● Texto seleccionado:
XXIV

La misma escena de semanas atrás. Sólo la suma de detalles inapreciables proporcionan una imagen que sobrepasa los tópicos de la mendicidad. El vaso de plástico con las monedas tintinea con el viento. En el cartón, doblado, se sigue leyendo "Tengo hambre". El aire lo desplaza levemente sobre las baldosas; se escucha el sonido del roce a intervalos. No está claro el sujeto de estas palabras. La mujer no está. La pequeña perra aparece sola, sin sus cachorros, fuera de su manta con dibujos de patas, tirada sobre el suelo. ¿Dónde se habrá ido? Mira a la nada, el pelo agitado, la última cosa que la mantenía unida a este mundo ha desaparecido, quizá para siempre; está más allá de toda esperanza y de todo consuelo, siente como su cuerpo se hunde en el asfalto, un mar espeso, negro, tumba en la ciudad. Tantea el mundo oscuro que la rodea como un ciego. No volverá. Los transeuntes pasan sin detenerse. Evitan mirar la mirada perdida. Creen que es un hecho excepcional, un accidente desafortunado que jamás les tocará vivir. Ya viven ASÍ; ya vivirán así. Nadie está en una situación mejor. (► Caput lupinum XX)

XXIII

La risa no es siempre una expresión de salud, en algunos casos es la imagen misma de la enfermedad propia del alma: el resentimiento, un odio enquistado que no puede evitar proyectarse afuera, se convierte en un rictus forzado, una mueca grotesca tanto en la comunicación oral como en la escrita. Hace daño a los ojos; maltrata al oído. Hiela la sangre. Si se escucha con atención, se oye como un ruido, un chirrido desagradable, como si una lengua de espinas, un látigo de colas restallará entre los labios entreabiertos, y buscara clavarse en la carne de los otros. Es una risa que busca venganza; no emana de una satisfacción profunda, de un instante de alegría, despreocupación, sino de una insatisfacción infinita, una impotencia que busca consuelo en la agresión ficticia, donde cada carcajada es el signo de una victoria anticipada sobre los demás, un triunfo, una compensación que nunca llega. Risa triste, no soporta la alegría ajena; en lugar de reír para alegrar, celebrar la existencia, la compañía del prójimo, ríe para entristecer, para intentar infundir el desánimo, para destruir. Si al menos la destrucción que lleva dentro fuera equiparable a la destrucción que desearía afuera, podría descansar, se sentiría satisfecha, dios perverso el séptimo día, contento con la aniquilación del mundo. Risas ahogadas.

● Por hacer:
a) Indica si cada afirmación coincide con el texto seleccionado y cita las palabras que lo deciden: (i) en el cartón se lee "Tengo hambre"; (ii) la perra aparece junto a sus cachorros; (iii) la risa es siempre una expresión de salud.
b) Escribe una continuación del texto seleccionado que arranque justo después de su última frase.

● Filas disponibles:
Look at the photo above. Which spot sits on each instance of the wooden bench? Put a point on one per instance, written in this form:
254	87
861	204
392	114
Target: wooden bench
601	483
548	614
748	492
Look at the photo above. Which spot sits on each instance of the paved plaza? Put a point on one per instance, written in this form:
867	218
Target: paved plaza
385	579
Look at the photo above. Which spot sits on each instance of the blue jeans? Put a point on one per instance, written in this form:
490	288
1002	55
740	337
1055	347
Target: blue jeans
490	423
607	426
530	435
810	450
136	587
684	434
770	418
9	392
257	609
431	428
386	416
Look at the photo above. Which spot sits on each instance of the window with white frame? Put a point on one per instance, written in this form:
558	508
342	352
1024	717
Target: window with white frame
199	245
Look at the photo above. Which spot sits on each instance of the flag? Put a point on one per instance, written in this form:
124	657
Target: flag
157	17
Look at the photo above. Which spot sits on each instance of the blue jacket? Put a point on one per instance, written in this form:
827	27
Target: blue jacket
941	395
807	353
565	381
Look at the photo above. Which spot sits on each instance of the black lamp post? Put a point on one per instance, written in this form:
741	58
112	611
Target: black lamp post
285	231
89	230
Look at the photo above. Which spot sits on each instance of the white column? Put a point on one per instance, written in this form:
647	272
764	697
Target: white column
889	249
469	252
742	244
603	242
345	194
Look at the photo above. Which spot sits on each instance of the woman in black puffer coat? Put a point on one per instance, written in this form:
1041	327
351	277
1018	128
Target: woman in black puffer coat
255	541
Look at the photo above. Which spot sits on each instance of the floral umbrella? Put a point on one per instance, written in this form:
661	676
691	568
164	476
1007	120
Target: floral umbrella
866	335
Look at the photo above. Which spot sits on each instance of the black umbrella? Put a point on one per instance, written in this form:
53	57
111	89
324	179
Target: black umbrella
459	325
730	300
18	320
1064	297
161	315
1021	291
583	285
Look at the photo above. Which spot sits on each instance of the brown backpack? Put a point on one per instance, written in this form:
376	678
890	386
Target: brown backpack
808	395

● Tareas resueltas:
a)
(i) Sí: "En el cartón, doblado, se sigue leyendo "Tengo hambre"."
(ii) No: "La pequeña perra aparece sola, sin sus cachorros".
(iii) No: "La risa no es siempre una expresión de salud".

b)
XXII

Podría ser cualquiera. Presencia anodina. No llamaría la atención si no fuera por las conocidas letras amarillas de la camiseta, sobre fondo negro: F.B.I. Es una broma. Debajo se aclara el significado de las sigla para quien quiera leerlo: Female Body Inspector. En cualquier otro caso, se trataría del habitual humor de corto alcance, para comentar en el bar con los amigos, entre una copa y otra, pero esta vez dice la verdad. Está sentado, con los ojos cerrados, mientras escucha música. De repente, mira al frente como si hubiera tenido una revelación. Rebusca en su mochila hasta encontrar un blog de tamaño folio. Pasa las hojas. Están llenas de dibujos de mujeres, en diversas posturas, algunas vestidas, otras sin ropa. Empieza a dibujar con un bolígrafo azul. Hace pausas y mira al cielo como si sondeara los arquetipos en la mente divina, mero transcriptor de los ideales del eterno femenino. Está iluminado. Es el verdadero hijo de Dios en la tierra. Inspecciona los cuerpos imaginarios que nunca podrá tener en realidad.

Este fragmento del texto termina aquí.